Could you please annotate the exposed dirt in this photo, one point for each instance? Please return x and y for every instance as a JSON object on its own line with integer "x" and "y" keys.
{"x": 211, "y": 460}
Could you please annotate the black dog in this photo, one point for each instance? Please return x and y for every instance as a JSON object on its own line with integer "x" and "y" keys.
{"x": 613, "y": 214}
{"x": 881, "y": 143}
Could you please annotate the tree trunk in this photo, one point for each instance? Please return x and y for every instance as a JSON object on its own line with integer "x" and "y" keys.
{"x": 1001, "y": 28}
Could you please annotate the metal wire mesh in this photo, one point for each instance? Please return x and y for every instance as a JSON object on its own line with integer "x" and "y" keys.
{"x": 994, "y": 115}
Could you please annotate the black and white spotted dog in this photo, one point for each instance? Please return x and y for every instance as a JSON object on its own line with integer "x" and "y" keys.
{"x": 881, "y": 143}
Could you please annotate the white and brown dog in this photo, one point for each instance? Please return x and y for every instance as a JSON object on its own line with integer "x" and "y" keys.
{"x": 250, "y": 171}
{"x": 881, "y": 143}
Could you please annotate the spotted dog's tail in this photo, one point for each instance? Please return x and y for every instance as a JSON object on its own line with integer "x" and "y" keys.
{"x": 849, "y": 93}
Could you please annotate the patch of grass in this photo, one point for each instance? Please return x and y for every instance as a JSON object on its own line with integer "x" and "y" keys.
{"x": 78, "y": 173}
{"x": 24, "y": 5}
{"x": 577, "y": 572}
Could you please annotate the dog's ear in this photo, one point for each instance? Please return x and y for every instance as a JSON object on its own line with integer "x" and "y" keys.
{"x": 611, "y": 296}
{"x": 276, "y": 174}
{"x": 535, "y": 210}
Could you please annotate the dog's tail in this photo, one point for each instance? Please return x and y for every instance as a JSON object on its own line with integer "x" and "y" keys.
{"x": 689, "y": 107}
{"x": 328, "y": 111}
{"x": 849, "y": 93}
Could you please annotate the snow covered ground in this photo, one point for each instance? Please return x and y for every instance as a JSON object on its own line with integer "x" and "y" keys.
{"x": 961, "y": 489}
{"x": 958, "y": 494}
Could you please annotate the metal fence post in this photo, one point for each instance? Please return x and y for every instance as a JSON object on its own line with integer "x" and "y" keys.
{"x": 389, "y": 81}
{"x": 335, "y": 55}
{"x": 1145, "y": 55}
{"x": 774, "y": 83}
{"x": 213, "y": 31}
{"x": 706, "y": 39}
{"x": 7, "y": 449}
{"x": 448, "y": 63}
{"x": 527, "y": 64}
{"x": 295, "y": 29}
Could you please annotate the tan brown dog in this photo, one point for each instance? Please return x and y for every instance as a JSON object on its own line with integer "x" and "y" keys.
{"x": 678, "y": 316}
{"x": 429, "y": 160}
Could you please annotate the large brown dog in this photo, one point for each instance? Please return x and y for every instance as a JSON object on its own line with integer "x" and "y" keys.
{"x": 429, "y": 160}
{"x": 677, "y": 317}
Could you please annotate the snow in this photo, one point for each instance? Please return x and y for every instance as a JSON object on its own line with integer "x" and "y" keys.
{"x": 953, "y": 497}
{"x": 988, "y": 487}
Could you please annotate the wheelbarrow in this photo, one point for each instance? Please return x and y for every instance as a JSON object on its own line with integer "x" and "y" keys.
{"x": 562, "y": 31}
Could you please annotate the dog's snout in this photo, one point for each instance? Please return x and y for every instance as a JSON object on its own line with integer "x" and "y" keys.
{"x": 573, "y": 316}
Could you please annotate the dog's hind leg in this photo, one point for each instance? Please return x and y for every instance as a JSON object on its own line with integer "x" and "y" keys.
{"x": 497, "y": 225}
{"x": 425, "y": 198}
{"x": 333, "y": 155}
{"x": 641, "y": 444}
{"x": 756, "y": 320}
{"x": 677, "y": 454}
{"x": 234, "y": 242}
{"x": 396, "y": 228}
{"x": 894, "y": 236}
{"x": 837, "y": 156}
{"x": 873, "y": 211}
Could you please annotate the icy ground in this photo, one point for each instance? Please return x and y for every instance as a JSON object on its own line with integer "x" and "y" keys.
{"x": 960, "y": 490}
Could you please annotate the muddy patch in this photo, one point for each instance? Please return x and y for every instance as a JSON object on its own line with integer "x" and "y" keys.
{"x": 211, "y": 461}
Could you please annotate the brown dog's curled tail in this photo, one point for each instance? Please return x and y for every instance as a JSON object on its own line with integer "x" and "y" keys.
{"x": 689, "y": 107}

■ THE TASK
Take the line with "Could you please annotate the wheelbarrow" and all lines after it through the end of the records, and write them out exactly; include nothing else.

■ EXERCISE RESULT
Could you please annotate the wheelbarrow in this photo, one point for each instance? Please return x and y for every instance as a JSON object on its own line with integer "x" and "y" keys.
{"x": 562, "y": 31}
Could you please annotate the dog's snout in this photo, one point for each instance? Please return x and y for every instance as a JSON object on its own line with integer "x" and "y" keys.
{"x": 573, "y": 316}
Could you please annotate the dog's hind leg in this photo, one point for each instance? Please return x and y for every instance as a JSON object on its own line with integer "x" and "y" keys.
{"x": 497, "y": 225}
{"x": 425, "y": 198}
{"x": 333, "y": 155}
{"x": 641, "y": 444}
{"x": 756, "y": 320}
{"x": 677, "y": 454}
{"x": 234, "y": 242}
{"x": 396, "y": 228}
{"x": 894, "y": 236}
{"x": 837, "y": 156}
{"x": 873, "y": 211}
Could you please annotate the icy ground in this photo, one point for each instance? Please return x and y for every instance as a JSON object on its own line with integer "x" and "y" keys.
{"x": 960, "y": 490}
Could you please annotate the muddy patch in this photo, one point for each instance? Please return x and y for every instance as a JSON object on its own line with integer "x" and "y" keys.
{"x": 211, "y": 461}
Could you please annotate the brown dog's curled tail in this photo, one point for each instance? Please return x and y for every instance as a JSON object on its own line with integer "x" and "y" keys.
{"x": 689, "y": 107}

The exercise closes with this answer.